# CONSIGNE 1
D'après le texte sur le patrimoine, répondez aux questions suivantes.
(a) Combien de kilogrammes de matière première suppose 1 kilogramme de matériau mis en oeuvre sur un chantier ?
(b) Qui pourra restaurer un patrimoine ?
(c) Depuis quel événement, notamment, de nombreuses personnes se sont-elles installées dans les villages ?
# CONSIGNE 2
Indiquez si chaque affirmation est conforme au texte sur le patrimoine, et justifiez par une citation de ce texte.
(a) L'eau est conductrice.
(b) Vider une maçonnerie de son eau est nécessairement très coûteux.
(c) Les architectes pourront restaurer un patrimoine.
# CONSIGNE 3
Rédigez la suite du texte sur le patrimoine, à partir de sa dernière phrase.

Les enduits à la chaux constituent également des rénovations thermiques, car l'eau est conductrice. Ainsi, vider une maçonnerie de son eau la rend plus performante, ce qui n'est pas nécessairement très coûteux. C'est pourquoi on se brûle en sortant un plat chaud avec un torchon humide, tandis qu'on ne se brûle pas avec un torchon sec.

Privilégier ainsi la réparation à la rénovation constitue la première des sobriétés. 1 kilogramme de matériau mis en oeuvre sur un chantier suppose la consommation de 40 kilogrammes de matière première.

Par ailleurs, il n'y a pas de patrimoine sans artisan. Ce ne sont pas les architectes, ni les associations, qui pourront restaurer un patrimoine, mais bien les artisans. Or, la France a la chance de disposer encore de très grandes filières d'artisans, dont les petites entreprises constituent un patrimoine immatériel très important. Toutefois, la massification de la rénovation thermique peut « écraser » cette filière et la faire disparaître définitivement. Il s'agit donc aussi de sauvegarder cette filière, et l'économie qui l'entoure, et inclut les filières courtes de la pierre, du bois, du sable, etc.

Enfin, de nombreux villages et territoires ruraux sont aujourd'hui attractifs, non seulement pour le tourisme, mais aussi pour l'habitation. Depuis la crise sanitaire notamment, de nombreuses personnes se sont installées dans les villages, parce qu'on s'y sent bien. Le cadre de vie, qui nous touche au quotidien, fait ainsi partie du patrimoine. Il permet le maintien et le renouvellement d'une population en milieu rural. Le télétravail constitue à cet égard un nouveau paradigme pour éviter l'étalement urbain dans les villes.

# DONNÉES FOURNIES
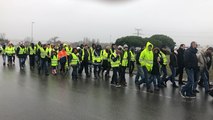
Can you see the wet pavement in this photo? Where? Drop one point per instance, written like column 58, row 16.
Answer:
column 25, row 95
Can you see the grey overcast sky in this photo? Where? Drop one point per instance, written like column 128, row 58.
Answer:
column 72, row 20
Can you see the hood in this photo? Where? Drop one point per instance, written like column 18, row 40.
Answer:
column 147, row 45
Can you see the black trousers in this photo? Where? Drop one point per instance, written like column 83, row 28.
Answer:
column 74, row 71
column 122, row 75
column 32, row 60
column 97, row 70
column 180, row 73
column 83, row 65
column 131, row 67
column 115, row 75
column 106, row 66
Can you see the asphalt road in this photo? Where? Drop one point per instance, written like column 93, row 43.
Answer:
column 25, row 95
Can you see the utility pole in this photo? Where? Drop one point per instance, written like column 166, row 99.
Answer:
column 138, row 31
column 32, row 31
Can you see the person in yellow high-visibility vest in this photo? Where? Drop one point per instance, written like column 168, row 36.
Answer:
column 32, row 53
column 3, row 52
column 74, row 62
column 146, row 60
column 43, row 63
column 124, row 64
column 132, row 61
column 85, row 58
column 105, row 55
column 97, row 61
column 21, row 53
column 115, row 60
column 164, row 63
column 54, row 62
column 10, row 52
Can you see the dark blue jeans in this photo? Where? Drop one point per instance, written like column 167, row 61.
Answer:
column 139, row 73
column 156, row 80
column 188, row 88
column 43, row 65
column 204, row 75
column 172, row 76
column 146, row 77
column 74, row 71
column 115, row 75
column 164, row 72
column 22, row 62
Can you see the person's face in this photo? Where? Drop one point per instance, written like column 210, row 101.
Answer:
column 194, row 45
column 183, row 47
column 150, row 48
column 85, row 47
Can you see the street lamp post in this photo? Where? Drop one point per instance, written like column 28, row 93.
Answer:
column 32, row 31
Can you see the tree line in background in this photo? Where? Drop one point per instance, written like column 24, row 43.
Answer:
column 132, row 41
column 137, row 41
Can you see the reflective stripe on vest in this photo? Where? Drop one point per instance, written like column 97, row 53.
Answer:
column 54, row 60
column 96, row 58
column 74, row 60
column 124, row 61
column 32, row 51
column 116, row 63
column 43, row 53
column 132, row 56
column 21, row 51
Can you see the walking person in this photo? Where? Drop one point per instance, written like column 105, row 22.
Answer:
column 106, row 61
column 203, row 60
column 124, row 63
column 146, row 61
column 85, row 58
column 10, row 52
column 97, row 61
column 74, row 62
column 132, row 61
column 3, row 52
column 62, row 57
column 191, row 67
column 173, row 66
column 32, row 54
column 21, row 53
column 164, row 63
column 139, row 78
column 115, row 64
column 155, row 73
column 180, row 59
column 43, row 57
column 54, row 62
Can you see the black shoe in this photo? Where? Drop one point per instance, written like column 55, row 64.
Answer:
column 174, row 86
column 207, row 92
column 149, row 90
column 182, row 94
column 191, row 96
column 156, row 89
column 200, row 84
column 164, row 84
column 181, row 83
column 87, row 75
column 196, row 91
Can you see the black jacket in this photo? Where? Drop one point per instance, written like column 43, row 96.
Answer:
column 190, row 58
column 156, row 65
column 180, row 57
column 173, row 60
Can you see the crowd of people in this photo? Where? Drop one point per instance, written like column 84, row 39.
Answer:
column 151, row 63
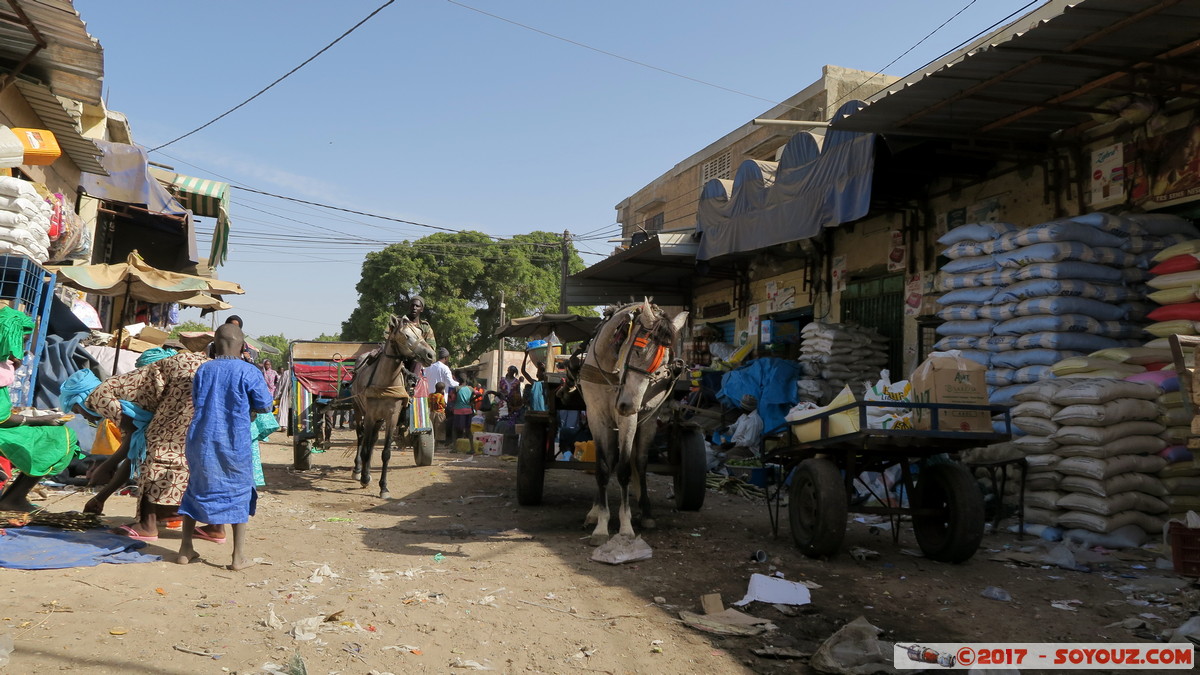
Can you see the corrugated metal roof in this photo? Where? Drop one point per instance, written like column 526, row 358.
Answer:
column 1045, row 72
column 72, row 63
column 82, row 151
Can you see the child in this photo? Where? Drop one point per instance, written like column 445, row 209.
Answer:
column 438, row 412
column 227, row 394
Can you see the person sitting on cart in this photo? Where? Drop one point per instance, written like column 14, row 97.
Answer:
column 745, row 434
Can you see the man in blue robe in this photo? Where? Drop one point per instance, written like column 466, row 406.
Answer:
column 227, row 394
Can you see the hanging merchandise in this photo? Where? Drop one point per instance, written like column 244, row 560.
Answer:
column 41, row 145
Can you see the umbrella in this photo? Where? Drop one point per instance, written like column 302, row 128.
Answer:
column 137, row 280
column 205, row 302
column 198, row 340
column 568, row 327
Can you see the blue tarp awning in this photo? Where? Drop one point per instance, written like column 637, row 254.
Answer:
column 815, row 185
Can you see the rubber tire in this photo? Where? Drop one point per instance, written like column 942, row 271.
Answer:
column 531, row 465
column 423, row 448
column 690, row 482
column 817, row 507
column 955, row 535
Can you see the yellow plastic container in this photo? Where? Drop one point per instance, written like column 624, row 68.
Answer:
column 41, row 145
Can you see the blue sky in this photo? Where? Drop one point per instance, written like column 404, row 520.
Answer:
column 437, row 113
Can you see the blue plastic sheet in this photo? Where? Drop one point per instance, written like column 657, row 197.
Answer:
column 49, row 548
column 771, row 381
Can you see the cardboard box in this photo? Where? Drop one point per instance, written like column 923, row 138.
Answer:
column 153, row 335
column 947, row 377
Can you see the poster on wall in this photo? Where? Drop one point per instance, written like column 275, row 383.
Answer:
column 839, row 273
column 898, row 257
column 1164, row 169
column 913, row 293
column 1108, row 175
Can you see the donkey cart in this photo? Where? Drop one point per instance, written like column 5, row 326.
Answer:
column 538, row 452
column 319, row 383
column 945, row 501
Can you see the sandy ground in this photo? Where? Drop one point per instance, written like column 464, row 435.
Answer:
column 453, row 572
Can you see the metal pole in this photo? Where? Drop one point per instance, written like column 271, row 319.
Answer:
column 562, row 275
column 499, row 351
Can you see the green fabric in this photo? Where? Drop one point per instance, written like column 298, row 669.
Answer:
column 15, row 328
column 36, row 451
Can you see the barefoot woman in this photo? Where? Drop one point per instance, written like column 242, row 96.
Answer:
column 227, row 395
column 36, row 446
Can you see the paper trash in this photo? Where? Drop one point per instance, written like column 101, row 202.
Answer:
column 622, row 549
column 775, row 591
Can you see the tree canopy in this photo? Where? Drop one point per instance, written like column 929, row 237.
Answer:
column 461, row 276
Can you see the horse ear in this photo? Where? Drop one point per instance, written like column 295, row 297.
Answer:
column 679, row 321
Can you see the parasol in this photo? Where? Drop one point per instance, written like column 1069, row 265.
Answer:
column 137, row 280
column 568, row 327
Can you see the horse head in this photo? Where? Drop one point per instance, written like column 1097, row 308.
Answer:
column 405, row 335
column 645, row 353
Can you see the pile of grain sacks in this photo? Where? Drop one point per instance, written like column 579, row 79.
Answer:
column 24, row 220
column 837, row 354
column 1092, row 447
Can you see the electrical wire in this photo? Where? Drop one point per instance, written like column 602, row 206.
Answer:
column 285, row 76
column 627, row 59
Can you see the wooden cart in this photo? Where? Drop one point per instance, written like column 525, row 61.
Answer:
column 945, row 501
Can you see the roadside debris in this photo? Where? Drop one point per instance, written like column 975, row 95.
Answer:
column 853, row 650
column 622, row 549
column 775, row 591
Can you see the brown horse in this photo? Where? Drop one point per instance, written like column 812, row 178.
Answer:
column 381, row 388
column 625, row 377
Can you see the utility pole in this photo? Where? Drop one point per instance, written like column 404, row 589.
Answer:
column 562, row 276
column 499, row 351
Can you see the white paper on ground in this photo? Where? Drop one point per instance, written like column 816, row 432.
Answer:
column 775, row 591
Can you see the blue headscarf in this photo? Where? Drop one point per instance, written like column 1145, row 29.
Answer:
column 76, row 390
column 154, row 354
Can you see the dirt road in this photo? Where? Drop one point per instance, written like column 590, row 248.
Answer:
column 454, row 573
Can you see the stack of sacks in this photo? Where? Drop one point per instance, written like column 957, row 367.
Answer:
column 1033, row 414
column 24, row 220
column 837, row 354
column 1109, row 438
column 1020, row 300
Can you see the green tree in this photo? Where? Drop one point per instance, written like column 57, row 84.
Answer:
column 461, row 276
column 190, row 327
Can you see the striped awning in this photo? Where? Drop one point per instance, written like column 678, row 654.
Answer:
column 204, row 197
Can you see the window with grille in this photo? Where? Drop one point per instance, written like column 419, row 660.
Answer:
column 718, row 167
column 879, row 304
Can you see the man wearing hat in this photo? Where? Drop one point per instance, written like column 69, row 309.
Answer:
column 747, row 431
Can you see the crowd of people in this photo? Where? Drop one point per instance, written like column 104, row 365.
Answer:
column 189, row 424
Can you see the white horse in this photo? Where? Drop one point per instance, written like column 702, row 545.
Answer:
column 624, row 380
column 381, row 388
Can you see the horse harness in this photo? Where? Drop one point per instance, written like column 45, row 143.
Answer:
column 630, row 339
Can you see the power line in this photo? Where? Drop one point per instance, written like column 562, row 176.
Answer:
column 627, row 59
column 834, row 107
column 285, row 76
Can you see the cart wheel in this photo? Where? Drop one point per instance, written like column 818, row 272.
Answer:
column 423, row 449
column 816, row 507
column 531, row 465
column 955, row 532
column 689, row 481
column 301, row 453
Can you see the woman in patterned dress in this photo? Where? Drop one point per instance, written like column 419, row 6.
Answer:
column 165, row 389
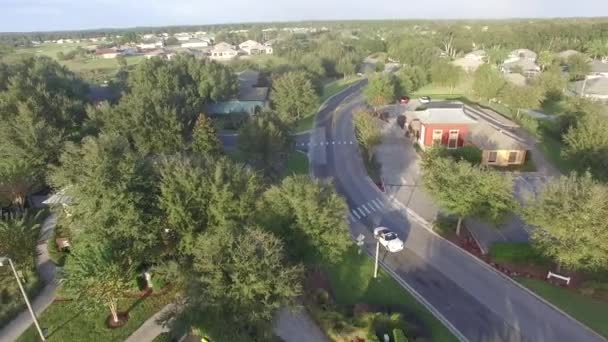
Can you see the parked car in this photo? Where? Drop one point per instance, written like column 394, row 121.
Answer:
column 425, row 99
column 388, row 239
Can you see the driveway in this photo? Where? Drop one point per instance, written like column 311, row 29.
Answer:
column 475, row 301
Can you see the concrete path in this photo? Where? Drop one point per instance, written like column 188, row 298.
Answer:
column 152, row 327
column 46, row 270
column 297, row 326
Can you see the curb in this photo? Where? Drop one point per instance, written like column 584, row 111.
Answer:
column 426, row 225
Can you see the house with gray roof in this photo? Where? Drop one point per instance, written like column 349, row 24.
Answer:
column 593, row 87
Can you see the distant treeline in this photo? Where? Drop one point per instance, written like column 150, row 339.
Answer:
column 552, row 34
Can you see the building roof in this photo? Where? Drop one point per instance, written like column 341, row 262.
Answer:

# RÉPONSE 1
(a) 40 kilogrammes.
(b) Les artisans.
(c) Depuis la crise sanitaire.

# RÉPONSE 2
(a) Oui : « car l'eau est conductrice ».
(b) Non : « ce qui n'est pas nécessairement très coûteux ».
(c) Non : « Ce ne sont pas les architectes, ni les associations, qui pourront restaurer un patrimoine, mais bien les artisans ».

# RÉPONSE 3
Sans nous concerter, nous sommes parvenus avec le directeur du patrimoine aux mêmes conclusions. Trois objectifs, qu'il a très bien formulés, peuvent être fixés :

- mieux adapter le DPE, grâce à un algorithme qui prenne en compte les maçonneries anciennes ;

- mieux prendre en compte l'équilibre hydrique des bâtiments, en identifiant par exemple le remplacement d'un enduit au ciment par un enduit à la chaux comme une rénovation thermique (donnant donc droit à la déduction d'une TVA à 5,5 %) ;

- travailler à un socle commun de formation des diagnostiqueurs.

Mme Dominique Estrosi Sassone, présidente. - Merci à tous pour ces interventions très intéressantes. Nous en tiendrons compte pour établir des préconisations à l'issue de notre rapport. Merci également pour la passion que vous mettez à préserver notre bâti patrimonial.

- Présidence de Mme Sabine Drexler, vice-présidente -

M. Guillaume Gontard, rapporteur. - Merci pour vos interventions, riches et complémentaires. Le message a été bien reçu. Nous avions identifié, lorsque nous avons décidé de mettre en oeuvre cette commission d'enquête sur les enjeux de la rénovation thermique, qu'ils ne se limitaient pas à l'écologie : ils sont sociaux, sanitaires, de patrimoine et de qualité de vie.

La dégradation du patrimoine ancien ne date cependant pas de la rénovation thermique, même si les dispositifs mis en place pourraient l'accélérer. Certains enduits sont aussi enlevés pour rendre apparentes des pierres qui ne sont pas faites pour cela, avec des conséquences également dramatiques.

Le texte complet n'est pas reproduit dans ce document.